**** Data extract
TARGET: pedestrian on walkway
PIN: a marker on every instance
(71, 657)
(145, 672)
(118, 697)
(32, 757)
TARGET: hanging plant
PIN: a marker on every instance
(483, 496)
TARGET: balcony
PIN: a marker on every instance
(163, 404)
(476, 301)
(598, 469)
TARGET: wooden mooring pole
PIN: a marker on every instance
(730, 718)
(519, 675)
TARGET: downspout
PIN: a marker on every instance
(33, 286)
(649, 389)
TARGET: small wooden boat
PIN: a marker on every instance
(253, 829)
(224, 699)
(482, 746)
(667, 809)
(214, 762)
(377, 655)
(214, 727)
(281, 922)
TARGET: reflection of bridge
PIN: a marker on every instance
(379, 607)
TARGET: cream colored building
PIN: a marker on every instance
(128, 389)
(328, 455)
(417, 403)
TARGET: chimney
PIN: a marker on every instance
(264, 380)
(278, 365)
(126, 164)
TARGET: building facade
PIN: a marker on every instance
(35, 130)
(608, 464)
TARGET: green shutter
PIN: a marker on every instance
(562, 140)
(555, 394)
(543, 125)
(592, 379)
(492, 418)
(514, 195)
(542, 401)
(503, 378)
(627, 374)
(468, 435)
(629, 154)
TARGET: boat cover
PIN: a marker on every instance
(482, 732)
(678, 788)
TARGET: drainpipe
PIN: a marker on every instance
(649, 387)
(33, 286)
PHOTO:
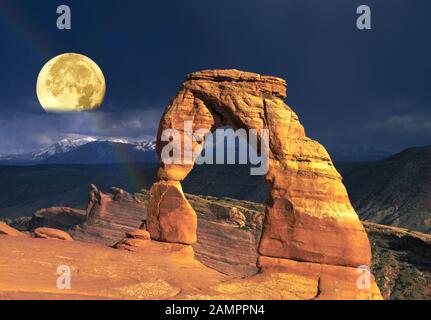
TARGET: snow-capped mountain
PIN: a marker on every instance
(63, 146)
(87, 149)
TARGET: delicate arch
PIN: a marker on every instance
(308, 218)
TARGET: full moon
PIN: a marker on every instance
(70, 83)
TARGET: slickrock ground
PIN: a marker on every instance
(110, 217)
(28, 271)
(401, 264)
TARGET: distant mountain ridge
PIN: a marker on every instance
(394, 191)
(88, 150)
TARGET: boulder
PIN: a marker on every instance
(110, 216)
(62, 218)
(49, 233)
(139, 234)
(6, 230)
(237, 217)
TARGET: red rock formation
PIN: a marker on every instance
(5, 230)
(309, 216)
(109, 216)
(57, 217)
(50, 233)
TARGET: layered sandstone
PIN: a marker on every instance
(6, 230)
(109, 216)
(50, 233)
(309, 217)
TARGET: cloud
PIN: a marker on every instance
********
» **Requirement**:
Copy every one of the lines above word for word, but leave the pictures out of your answer.

» **Solution for this task**:
TARGET: pedestrian on walkway
PIN: a marker on every instance
(71, 657)
(145, 672)
(118, 697)
(32, 757)
TARGET: hanging plant
PIN: a marker on every instance
(483, 496)
TARGET: balcony
PIN: a marker on every instance
(163, 404)
(476, 301)
(598, 469)
TARGET: wooden mooring pole
PIN: a marker on every instance
(730, 718)
(519, 675)
TARGET: downspout
PIN: a marker on every instance
(33, 286)
(649, 389)
TARGET: small wooden boat
PIN: a marker on every instance
(253, 829)
(224, 699)
(482, 746)
(667, 809)
(214, 762)
(377, 655)
(214, 727)
(281, 922)
TARGET: reflection of bridge
PIN: a marker on every instance
(379, 607)
TARGET: cream colored building
PIN: a marker on every instance
(128, 389)
(328, 455)
(417, 403)
TARGET: chimney
PIN: a marker on every instance
(264, 380)
(278, 365)
(126, 164)
TARGET: building facade
PIN: a marker on every instance
(35, 130)
(608, 464)
TARGET: green shutter
PIN: a marker on every instance
(562, 140)
(555, 394)
(543, 125)
(592, 379)
(492, 418)
(514, 195)
(542, 401)
(503, 378)
(627, 374)
(468, 435)
(629, 154)
TARGET: boat cover
PIN: a marker on every instance
(482, 732)
(678, 788)
TARGET: drainpipe
PIN: a marker on every instance
(649, 387)
(33, 286)
PHOTO:
TARGET: snow-capped mountain
PIN: a marker on every instance
(63, 146)
(87, 149)
TARGET: delicate arch
PIN: a marker on every instance
(308, 218)
TARGET: full moon
PIN: a marker on every instance
(70, 83)
TARGET: slickrock ground
PIN: a marker on every instance
(110, 217)
(28, 271)
(401, 264)
TARGET: distant mountain ridge
PIN: a marker on every instance
(394, 191)
(88, 150)
TARGET: boulder
PIN: a marker on every instance
(110, 216)
(62, 218)
(49, 233)
(139, 234)
(6, 230)
(237, 217)
TARGET: red rock formation
PIN: a marker on every instance
(5, 230)
(309, 216)
(109, 216)
(57, 217)
(50, 233)
TARGET: layered sandstone
PIN: a marker on every instance
(6, 230)
(109, 216)
(50, 233)
(309, 217)
TARGET: cloud
PIN: a marker on every instance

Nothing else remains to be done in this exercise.